Tâche assignée 1
Retranscrivez intégralement le passage du texte d'étude qui va de «Mme Zakaïb a toutefois» jusqu'à «ne soit nommé.».
Tâche assignée 2
Résumez en deux phrases le texte sur la nomination de M. Duthel à Investissement Québec.

Texte d'étude
......

Dans le courriel transmis à l'ensemble des employés d'Investissement Québec, le patron pour l'Europe, Yves Grimard, soutenait aussi que M. Duthel «détient un diplôme de troisième cycle».

Or, dans deux curriculums vitae de M. Duthel consultés par La Presse, il n'est jamais fait mention d'un tel parcours scolaire. Un curriculum récent indique même que la période «universitaire» de M. Duthel s'est déroulée de 1969 à 1972 et s'est soldée par un diplôme en relations internationales de l'Université de Strasbourg. Par la suite, il a fréquenté l'École de journalisme, sans en être diplômé. Son CV de 2001, au moment où il avait été nommé responsable des communications dans le gouvernement Landry, ne mentionne que le diplôme en relations internationales de 1972. Il avait alors 22 ans.

Poursuites du DGE

À l'Assemblée nationale, hier en début de soirée, l'ex-ministre Lise Thériault a soutenu qu'il était inacceptable qu'on choisisse un candidat qui était encore l'objet de poursuites du Directeur général des élections. Il est en effet accusé de contributions politiques illégales à Vision Montréal et doit comparaître en cour le 30 avril.

Mme Zakaïb a toutefois laissé échapper devant les journalistes que les poursuites «allaient tomber». Comme ministre du Travail, Lise Thériault avait nommé la péquiste Diane Lemieux à la Commission de la construction, ainsi que Brigitte Pelletier, ex-chef de cabinet de Bernard Landry, à la présidence de la Commission des normes du travail. «Ce qui est étonnant et troublant, c'est que, cette fois, on nomme à Investissement Québec quelqu'un dont l'intégrité est remise en cause», a soutenu Mme Thériault.

À l'entrée d'une réunion du caucus péquiste, le ministre Jean-François Lisée avait défendu ce choix et indiqué que le gouvernement était au courant des accusations contre M. Duthel avant qu'il ne soit nommé.

En juillet 2012, le Directeur général des élections a accusé M. Duthel, avec un autre ancien permanent de Vision Montréal, d'avoir fourni des contributions illégales au parti que dirigeait son patron à l'époque, Benoît Labonté. M. Duthel doit comparaître le 30 avril. Même si la cause n'a pas encore été entendue, Jean-François Lisée a déclaré que «tout est réglé du côté de la justice». Il a ensuite corrigé le tir, disant qu'il faut «attendre les décisions» du tribunal. Mme Zakaïb a affirmé de son côté que «les accusations allaient tomber».

Selon M. Lisée, le gouvernement n'avait pas à patienter avant de nommer M. Duthel. «On pense que c'est la meilleure personne pour le poste. Si vous lisez le curriculum vitae, vous verrez comme moi que ça aurait été difficile de trouver quelqu'un avec plus de compétences et de connaissances du dossier», a fait valoir M. Lisée. «Je pense que la décision a été prise par Investissement Québec, nous en avons été informés, et nous pensons que c'est un excellent choix.»

Un choix «indéfendable»

......

Données fournies

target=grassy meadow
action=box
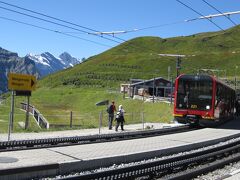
[0,87,173,133]
[0,26,240,132]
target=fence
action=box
[21,102,49,129]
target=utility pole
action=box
[158,54,186,77]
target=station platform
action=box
[0,123,181,141]
[0,121,240,179]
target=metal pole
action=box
[99,111,103,134]
[170,77,173,104]
[70,111,72,128]
[8,91,14,141]
[25,96,30,129]
[142,112,144,130]
[153,77,155,103]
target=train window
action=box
[177,79,213,110]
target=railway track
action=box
[62,131,240,180]
[0,125,191,152]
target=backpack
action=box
[107,105,113,114]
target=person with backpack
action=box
[115,105,125,131]
[107,101,117,130]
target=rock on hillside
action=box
[25,52,80,77]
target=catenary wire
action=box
[0,1,126,43]
[176,0,224,31]
[0,16,112,47]
[0,6,120,43]
[202,0,237,26]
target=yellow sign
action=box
[8,73,36,91]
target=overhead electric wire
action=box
[0,1,126,43]
[0,16,112,47]
[202,0,237,26]
[0,6,123,43]
[176,0,224,31]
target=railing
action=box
[21,102,49,129]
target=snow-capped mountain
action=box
[25,52,80,77]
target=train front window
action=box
[177,79,212,110]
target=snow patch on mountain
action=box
[25,52,81,77]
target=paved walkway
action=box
[0,123,180,141]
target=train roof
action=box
[177,74,235,91]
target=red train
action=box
[174,75,236,127]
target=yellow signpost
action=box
[8,73,36,91]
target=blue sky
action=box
[0,0,240,58]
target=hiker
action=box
[115,105,125,131]
[107,101,116,130]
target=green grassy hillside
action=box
[39,26,240,88]
[0,26,240,132]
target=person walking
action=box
[107,101,117,130]
[115,105,125,131]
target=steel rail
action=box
[0,126,191,152]
[62,133,240,179]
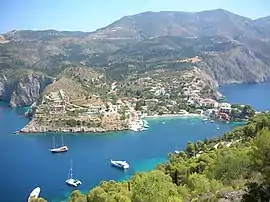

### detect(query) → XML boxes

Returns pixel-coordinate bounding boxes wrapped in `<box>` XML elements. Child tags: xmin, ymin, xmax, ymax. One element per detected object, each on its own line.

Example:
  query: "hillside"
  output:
<box><xmin>0</xmin><ymin>9</ymin><xmax>270</xmax><ymax>106</ymax></box>
<box><xmin>33</xmin><ymin>113</ymin><xmax>270</xmax><ymax>202</ymax></box>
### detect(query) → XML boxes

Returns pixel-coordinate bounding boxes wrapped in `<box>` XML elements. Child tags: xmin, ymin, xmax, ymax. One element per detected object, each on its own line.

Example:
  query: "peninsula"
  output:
<box><xmin>0</xmin><ymin>9</ymin><xmax>270</xmax><ymax>133</ymax></box>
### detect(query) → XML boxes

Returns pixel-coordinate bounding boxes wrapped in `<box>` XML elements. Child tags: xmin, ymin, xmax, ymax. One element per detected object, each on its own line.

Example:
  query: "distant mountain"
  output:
<box><xmin>90</xmin><ymin>9</ymin><xmax>260</xmax><ymax>39</ymax></box>
<box><xmin>253</xmin><ymin>16</ymin><xmax>270</xmax><ymax>39</ymax></box>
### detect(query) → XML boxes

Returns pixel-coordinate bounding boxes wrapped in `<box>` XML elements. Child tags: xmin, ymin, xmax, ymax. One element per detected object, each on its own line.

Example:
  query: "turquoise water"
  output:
<box><xmin>0</xmin><ymin>81</ymin><xmax>270</xmax><ymax>202</ymax></box>
<box><xmin>220</xmin><ymin>82</ymin><xmax>270</xmax><ymax>110</ymax></box>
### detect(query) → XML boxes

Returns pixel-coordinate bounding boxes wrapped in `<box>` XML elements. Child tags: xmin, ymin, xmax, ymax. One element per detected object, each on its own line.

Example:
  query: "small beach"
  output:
<box><xmin>143</xmin><ymin>113</ymin><xmax>206</xmax><ymax>119</ymax></box>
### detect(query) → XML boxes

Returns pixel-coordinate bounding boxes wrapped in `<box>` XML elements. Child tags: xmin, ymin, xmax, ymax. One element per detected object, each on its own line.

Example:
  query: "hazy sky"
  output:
<box><xmin>0</xmin><ymin>0</ymin><xmax>270</xmax><ymax>33</ymax></box>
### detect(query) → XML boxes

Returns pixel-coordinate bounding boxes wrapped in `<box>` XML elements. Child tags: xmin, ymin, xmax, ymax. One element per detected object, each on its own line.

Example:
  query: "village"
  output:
<box><xmin>20</xmin><ymin>68</ymin><xmax>254</xmax><ymax>133</ymax></box>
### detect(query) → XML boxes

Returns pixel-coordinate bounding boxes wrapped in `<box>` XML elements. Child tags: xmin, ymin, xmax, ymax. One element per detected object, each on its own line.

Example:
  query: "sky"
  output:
<box><xmin>0</xmin><ymin>0</ymin><xmax>270</xmax><ymax>33</ymax></box>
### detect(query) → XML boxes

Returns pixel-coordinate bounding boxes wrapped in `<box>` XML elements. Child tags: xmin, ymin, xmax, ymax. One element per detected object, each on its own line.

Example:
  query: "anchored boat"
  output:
<box><xmin>111</xmin><ymin>160</ymin><xmax>129</xmax><ymax>169</ymax></box>
<box><xmin>28</xmin><ymin>187</ymin><xmax>40</xmax><ymax>202</ymax></box>
<box><xmin>66</xmin><ymin>161</ymin><xmax>82</xmax><ymax>187</ymax></box>
<box><xmin>50</xmin><ymin>135</ymin><xmax>68</xmax><ymax>153</ymax></box>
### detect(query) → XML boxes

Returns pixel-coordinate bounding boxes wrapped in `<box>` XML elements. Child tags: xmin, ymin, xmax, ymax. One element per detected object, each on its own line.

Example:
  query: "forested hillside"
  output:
<box><xmin>58</xmin><ymin>113</ymin><xmax>270</xmax><ymax>202</ymax></box>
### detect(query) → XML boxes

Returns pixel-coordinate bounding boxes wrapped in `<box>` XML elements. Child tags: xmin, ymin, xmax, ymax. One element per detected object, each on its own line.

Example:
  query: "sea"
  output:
<box><xmin>0</xmin><ymin>83</ymin><xmax>270</xmax><ymax>202</ymax></box>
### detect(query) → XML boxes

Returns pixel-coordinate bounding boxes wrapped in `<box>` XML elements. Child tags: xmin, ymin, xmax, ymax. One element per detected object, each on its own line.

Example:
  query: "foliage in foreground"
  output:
<box><xmin>65</xmin><ymin>114</ymin><xmax>270</xmax><ymax>202</ymax></box>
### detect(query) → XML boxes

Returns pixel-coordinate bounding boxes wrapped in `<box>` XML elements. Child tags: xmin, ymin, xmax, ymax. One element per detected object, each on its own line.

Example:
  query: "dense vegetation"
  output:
<box><xmin>61</xmin><ymin>113</ymin><xmax>270</xmax><ymax>202</ymax></box>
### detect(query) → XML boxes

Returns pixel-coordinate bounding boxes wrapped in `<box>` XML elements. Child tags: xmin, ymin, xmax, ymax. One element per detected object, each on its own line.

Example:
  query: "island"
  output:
<box><xmin>14</xmin><ymin>67</ymin><xmax>221</xmax><ymax>133</ymax></box>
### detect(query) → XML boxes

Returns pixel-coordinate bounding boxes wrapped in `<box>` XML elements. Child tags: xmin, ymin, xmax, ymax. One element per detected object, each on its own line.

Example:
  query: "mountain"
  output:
<box><xmin>0</xmin><ymin>9</ymin><xmax>270</xmax><ymax>105</ymax></box>
<box><xmin>91</xmin><ymin>9</ymin><xmax>260</xmax><ymax>39</ymax></box>
<box><xmin>253</xmin><ymin>16</ymin><xmax>270</xmax><ymax>39</ymax></box>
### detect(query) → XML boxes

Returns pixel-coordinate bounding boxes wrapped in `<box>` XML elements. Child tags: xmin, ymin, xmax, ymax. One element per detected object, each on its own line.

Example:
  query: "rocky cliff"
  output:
<box><xmin>0</xmin><ymin>73</ymin><xmax>52</xmax><ymax>107</ymax></box>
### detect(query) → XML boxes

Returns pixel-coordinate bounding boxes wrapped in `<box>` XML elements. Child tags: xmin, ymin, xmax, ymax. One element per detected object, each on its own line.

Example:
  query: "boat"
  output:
<box><xmin>50</xmin><ymin>135</ymin><xmax>68</xmax><ymax>153</ymax></box>
<box><xmin>66</xmin><ymin>161</ymin><xmax>82</xmax><ymax>187</ymax></box>
<box><xmin>130</xmin><ymin>125</ymin><xmax>139</xmax><ymax>132</ymax></box>
<box><xmin>28</xmin><ymin>187</ymin><xmax>40</xmax><ymax>202</ymax></box>
<box><xmin>111</xmin><ymin>160</ymin><xmax>129</xmax><ymax>169</ymax></box>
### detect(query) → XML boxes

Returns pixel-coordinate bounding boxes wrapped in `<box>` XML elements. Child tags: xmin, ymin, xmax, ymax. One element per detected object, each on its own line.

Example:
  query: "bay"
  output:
<box><xmin>220</xmin><ymin>81</ymin><xmax>270</xmax><ymax>111</ymax></box>
<box><xmin>0</xmin><ymin>83</ymin><xmax>270</xmax><ymax>202</ymax></box>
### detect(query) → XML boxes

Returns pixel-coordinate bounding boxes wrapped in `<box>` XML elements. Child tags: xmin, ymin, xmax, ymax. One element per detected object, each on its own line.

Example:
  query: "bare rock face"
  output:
<box><xmin>0</xmin><ymin>73</ymin><xmax>52</xmax><ymax>107</ymax></box>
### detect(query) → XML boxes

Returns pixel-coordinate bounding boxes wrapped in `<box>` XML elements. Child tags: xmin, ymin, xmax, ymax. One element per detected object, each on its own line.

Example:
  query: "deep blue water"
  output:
<box><xmin>220</xmin><ymin>82</ymin><xmax>270</xmax><ymax>110</ymax></box>
<box><xmin>0</xmin><ymin>83</ymin><xmax>270</xmax><ymax>202</ymax></box>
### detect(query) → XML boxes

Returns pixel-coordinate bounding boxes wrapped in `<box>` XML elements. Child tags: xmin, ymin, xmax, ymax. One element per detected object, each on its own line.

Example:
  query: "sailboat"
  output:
<box><xmin>66</xmin><ymin>161</ymin><xmax>82</xmax><ymax>187</ymax></box>
<box><xmin>50</xmin><ymin>135</ymin><xmax>68</xmax><ymax>153</ymax></box>
<box><xmin>28</xmin><ymin>187</ymin><xmax>40</xmax><ymax>202</ymax></box>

......

Zone de réponse 1
Mme Zakaïb a toutefois laissé échapper devant les journalistes que les poursuites «allaient tomber». Comme ministre du Travail, Lise Thériault avait nommé la péquiste Diane Lemieux à la Commission de la construction, ainsi que Brigitte Pelletier, ex-chef de cabinet de Bernard Landry, à la présidence de la Commission des normes du travail. «Ce qui est étonnant et troublant, c'est que, cette fois, on nomme à Investissement Québec quelqu'un dont l'intégrité est remise en cause», a soutenu Mme Thériault.

À l'entrée d'une réunion du caucus péquiste, le ministre Jean-François Lisée avait défendu ce choix et indiqué que le gouvernement était au courant des accusations contre M. Duthel avant qu'il ne soit nommé.

Zone de réponse 2
Un courriel envoyé aux employés d'Investissement Québec affirmait que M. Duthel détient un diplôme de troisième cycle, mais les deux curriculums vitae consultés par La Presse ne font jamais mention d'un tel parcours. Lise Thériault a jugé inacceptable le choix d'un candidat visé par des poursuites du Directeur général des élections pour contributions politiques illégales à Vision Montréal, tandis que Jean-François Lisée a défendu cette nomination en le présentant comme la meilleure personne pour le poste.